TEXT SEGMENT:
......
The Relativity of Time

July 5, 2006  

Albert Einstein once said, “When you sit with a nice girl for two hours, it seems like two minutes. When you sit on a hot stove for two minutes, it seems like two hours.” This is relativity. What if you could change your perception of time?

Here’s an interesting experiment to try when the opportunity arises.

You and a passenger are in a car driving to a meeting or event. Maybe you are running a bit late. As you zip down the highway at 60 miles an hour, you suddenly hit a major traffic jam. When this happens, do the following: check the time on your clock and reset your trip odometer. Then continue through the traffic. When you come out the other side and are back up to highway speeds, check the trip odometer and the clock.

Then calculate the amount time lost in the traffic. To do this, take the number of minutes elapsed and subtract the number of miles traveled. So if 10 minutes elapsed and you drove 3 miles, you will have lost 7 minutes (approximately).

Then ask your passenger, “How much time do you think we lost in that traffic jam?”

I have done this many times and have found that people often guess as much as 3 times the actual time. If 7 minutes were lost, the passenger may guess 20 minutes. Try it.
......
Data entries:
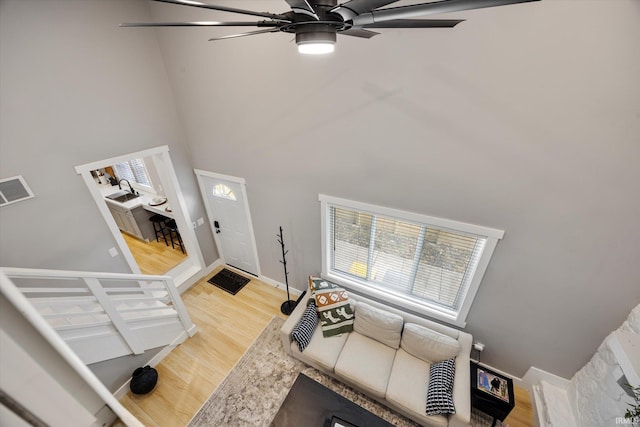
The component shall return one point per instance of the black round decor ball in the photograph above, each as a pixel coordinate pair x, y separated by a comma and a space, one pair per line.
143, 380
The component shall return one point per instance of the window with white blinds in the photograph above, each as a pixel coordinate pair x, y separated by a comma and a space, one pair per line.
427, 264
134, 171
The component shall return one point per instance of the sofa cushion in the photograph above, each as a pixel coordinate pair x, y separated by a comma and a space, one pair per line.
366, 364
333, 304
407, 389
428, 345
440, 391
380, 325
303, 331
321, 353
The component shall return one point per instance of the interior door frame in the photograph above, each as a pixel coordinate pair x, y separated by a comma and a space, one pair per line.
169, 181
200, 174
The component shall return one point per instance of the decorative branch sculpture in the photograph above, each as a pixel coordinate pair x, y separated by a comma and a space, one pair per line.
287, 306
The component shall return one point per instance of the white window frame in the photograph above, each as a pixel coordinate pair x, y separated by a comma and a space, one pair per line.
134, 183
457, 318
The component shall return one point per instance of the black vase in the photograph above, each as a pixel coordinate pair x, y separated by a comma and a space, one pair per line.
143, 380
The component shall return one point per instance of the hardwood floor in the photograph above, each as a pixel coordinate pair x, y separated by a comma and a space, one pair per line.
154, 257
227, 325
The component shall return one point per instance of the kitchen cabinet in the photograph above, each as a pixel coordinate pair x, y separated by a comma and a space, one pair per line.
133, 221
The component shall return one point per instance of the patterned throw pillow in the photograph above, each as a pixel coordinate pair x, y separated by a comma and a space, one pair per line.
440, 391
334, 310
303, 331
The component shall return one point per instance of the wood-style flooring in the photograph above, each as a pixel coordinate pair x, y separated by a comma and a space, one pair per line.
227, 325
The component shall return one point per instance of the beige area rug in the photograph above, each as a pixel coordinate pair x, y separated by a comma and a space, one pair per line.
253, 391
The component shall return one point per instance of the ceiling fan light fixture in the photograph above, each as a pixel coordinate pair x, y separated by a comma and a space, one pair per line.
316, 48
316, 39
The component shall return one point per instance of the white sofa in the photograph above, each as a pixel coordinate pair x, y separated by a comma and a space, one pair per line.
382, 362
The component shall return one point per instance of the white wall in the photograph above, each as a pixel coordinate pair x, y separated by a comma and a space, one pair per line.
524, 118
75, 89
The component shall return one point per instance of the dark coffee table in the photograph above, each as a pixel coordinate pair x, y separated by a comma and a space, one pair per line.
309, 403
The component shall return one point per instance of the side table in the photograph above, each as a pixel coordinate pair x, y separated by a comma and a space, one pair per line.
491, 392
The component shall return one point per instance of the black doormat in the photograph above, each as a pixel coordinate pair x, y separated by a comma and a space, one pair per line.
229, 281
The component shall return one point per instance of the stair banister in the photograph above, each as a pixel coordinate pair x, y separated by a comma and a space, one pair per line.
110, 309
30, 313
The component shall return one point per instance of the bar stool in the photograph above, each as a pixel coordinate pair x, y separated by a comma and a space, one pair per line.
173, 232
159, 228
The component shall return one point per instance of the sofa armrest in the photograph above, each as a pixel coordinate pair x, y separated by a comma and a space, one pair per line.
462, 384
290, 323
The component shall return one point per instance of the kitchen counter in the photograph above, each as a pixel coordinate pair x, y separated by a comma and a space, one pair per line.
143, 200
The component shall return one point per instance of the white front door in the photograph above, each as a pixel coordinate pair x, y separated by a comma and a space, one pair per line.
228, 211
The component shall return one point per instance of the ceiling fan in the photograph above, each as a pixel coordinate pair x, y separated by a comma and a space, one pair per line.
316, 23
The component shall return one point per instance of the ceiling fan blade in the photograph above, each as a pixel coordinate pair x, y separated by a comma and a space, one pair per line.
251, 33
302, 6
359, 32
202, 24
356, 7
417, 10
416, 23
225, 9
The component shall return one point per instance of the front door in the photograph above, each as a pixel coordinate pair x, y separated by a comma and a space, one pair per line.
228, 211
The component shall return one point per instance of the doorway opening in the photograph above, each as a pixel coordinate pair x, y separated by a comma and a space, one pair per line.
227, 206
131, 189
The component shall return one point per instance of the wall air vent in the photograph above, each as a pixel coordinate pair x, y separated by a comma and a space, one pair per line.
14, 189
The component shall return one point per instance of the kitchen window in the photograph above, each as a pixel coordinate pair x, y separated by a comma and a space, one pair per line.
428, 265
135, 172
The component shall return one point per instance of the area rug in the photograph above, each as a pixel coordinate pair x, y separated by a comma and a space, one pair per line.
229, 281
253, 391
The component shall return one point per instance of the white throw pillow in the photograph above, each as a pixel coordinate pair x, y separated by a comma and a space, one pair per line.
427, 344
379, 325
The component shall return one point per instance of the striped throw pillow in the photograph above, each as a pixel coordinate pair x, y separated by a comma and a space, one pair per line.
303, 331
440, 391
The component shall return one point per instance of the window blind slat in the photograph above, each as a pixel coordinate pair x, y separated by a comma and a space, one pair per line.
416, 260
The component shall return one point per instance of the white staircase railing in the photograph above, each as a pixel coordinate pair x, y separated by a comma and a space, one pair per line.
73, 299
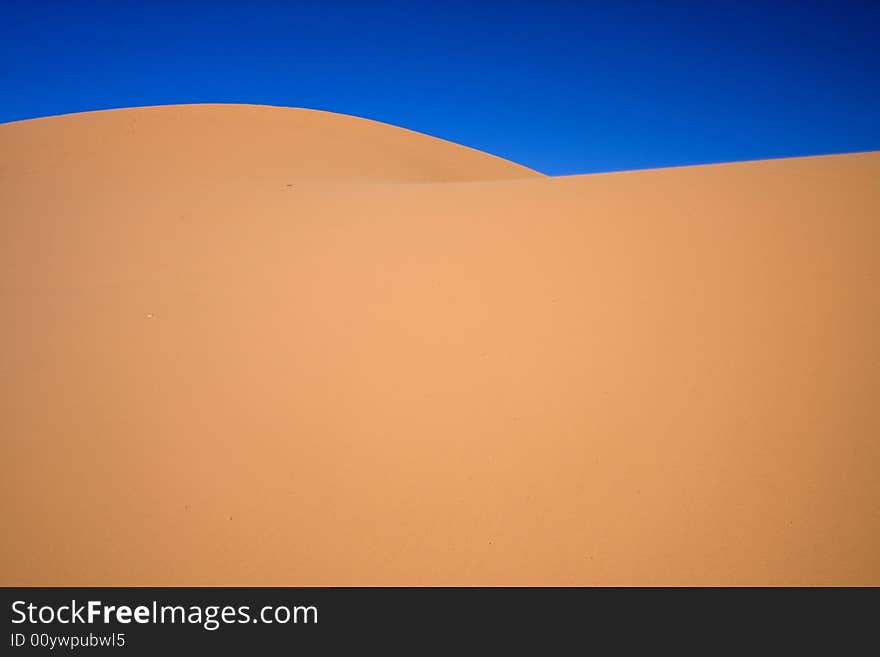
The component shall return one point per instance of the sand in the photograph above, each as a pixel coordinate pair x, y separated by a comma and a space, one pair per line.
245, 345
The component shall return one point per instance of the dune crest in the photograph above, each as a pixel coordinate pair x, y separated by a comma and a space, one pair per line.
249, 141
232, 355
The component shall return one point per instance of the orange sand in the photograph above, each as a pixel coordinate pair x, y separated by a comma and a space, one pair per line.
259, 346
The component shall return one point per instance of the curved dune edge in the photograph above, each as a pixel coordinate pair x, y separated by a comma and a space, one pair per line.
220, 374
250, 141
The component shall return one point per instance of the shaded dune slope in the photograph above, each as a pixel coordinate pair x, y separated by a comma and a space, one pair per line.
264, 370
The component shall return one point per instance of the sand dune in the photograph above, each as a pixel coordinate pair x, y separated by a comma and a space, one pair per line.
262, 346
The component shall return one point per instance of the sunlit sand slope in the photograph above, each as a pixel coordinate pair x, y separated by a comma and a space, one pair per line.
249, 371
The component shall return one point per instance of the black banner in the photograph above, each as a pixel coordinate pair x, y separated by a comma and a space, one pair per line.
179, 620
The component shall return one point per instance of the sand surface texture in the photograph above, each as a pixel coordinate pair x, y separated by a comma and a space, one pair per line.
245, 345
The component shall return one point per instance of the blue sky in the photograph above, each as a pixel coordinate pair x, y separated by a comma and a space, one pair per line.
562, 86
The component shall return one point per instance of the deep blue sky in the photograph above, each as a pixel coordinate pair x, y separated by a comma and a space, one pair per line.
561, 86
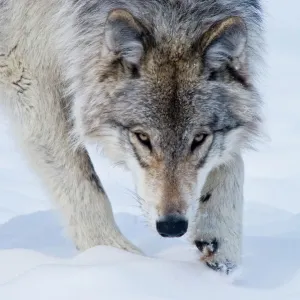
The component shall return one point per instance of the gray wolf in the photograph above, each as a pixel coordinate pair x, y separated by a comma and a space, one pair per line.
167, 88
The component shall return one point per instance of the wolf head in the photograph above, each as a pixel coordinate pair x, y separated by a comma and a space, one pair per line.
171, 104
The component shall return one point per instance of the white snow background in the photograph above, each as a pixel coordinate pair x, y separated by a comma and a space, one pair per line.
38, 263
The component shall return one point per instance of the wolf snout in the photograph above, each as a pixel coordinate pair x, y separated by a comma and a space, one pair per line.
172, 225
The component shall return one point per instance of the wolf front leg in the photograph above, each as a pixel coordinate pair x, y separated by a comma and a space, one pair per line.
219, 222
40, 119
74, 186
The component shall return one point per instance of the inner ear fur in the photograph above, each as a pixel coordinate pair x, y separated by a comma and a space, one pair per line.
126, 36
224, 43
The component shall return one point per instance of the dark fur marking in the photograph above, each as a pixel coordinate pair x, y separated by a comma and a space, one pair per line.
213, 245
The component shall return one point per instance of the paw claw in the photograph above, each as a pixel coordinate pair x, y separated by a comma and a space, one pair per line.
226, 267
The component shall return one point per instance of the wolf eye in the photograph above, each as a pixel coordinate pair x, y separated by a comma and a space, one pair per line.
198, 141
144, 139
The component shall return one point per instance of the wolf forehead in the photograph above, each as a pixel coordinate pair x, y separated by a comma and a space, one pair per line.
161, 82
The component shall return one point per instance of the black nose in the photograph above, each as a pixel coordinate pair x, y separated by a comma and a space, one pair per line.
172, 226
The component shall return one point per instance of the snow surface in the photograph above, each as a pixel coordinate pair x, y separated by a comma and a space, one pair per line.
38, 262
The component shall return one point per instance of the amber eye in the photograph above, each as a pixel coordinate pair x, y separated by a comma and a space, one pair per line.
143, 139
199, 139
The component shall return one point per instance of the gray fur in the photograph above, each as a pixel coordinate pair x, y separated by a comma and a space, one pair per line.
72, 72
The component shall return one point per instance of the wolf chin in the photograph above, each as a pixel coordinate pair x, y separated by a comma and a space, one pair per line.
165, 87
......
Continue the piece on the relativity of time from its last sentence.

THE ANSWER:
Recently I flew out of the Orlando, Florida airport. The line through security seemed to go on forever. It went all the way down one corridor, wrapped around another, and then snaked back again. It was long! People were moaning and groaning. People were getting stressed and aggravated, even though they were assured they would make their flight.

Instead of focusing on the length of the line, I chose to turn the event into a game. I kept track of how long it took to get all the way through security. I also listened to the various conversations complaining about the lines.

How long did it take for this line to go all the way through security? Only 15 minutes! I’ve waited longer for a burger in a fast food restaurant. I find it interesting that many of the people who complained about the 15 minute wait at the airport, would have been thrilled to find a 15 minute wait at Disney World’s Space Mountain.

If you have an expectation (goal?) to travel through a line quickly, you tend to focus on the negatives. In doing this, time drags on and the experience is not pleasant. However, if you treat the experience as a game, time passes quickly and you are less stressed. Even better, if you take the time to speak with others who are also waiting, you may make some new contacts. And if the need arises and you require help from a customer service agent, you are more likely to get assistance if you are pleasant.

Time is relative. Rather than worrying about the future and being miserable, be present to the moment and enjoy it.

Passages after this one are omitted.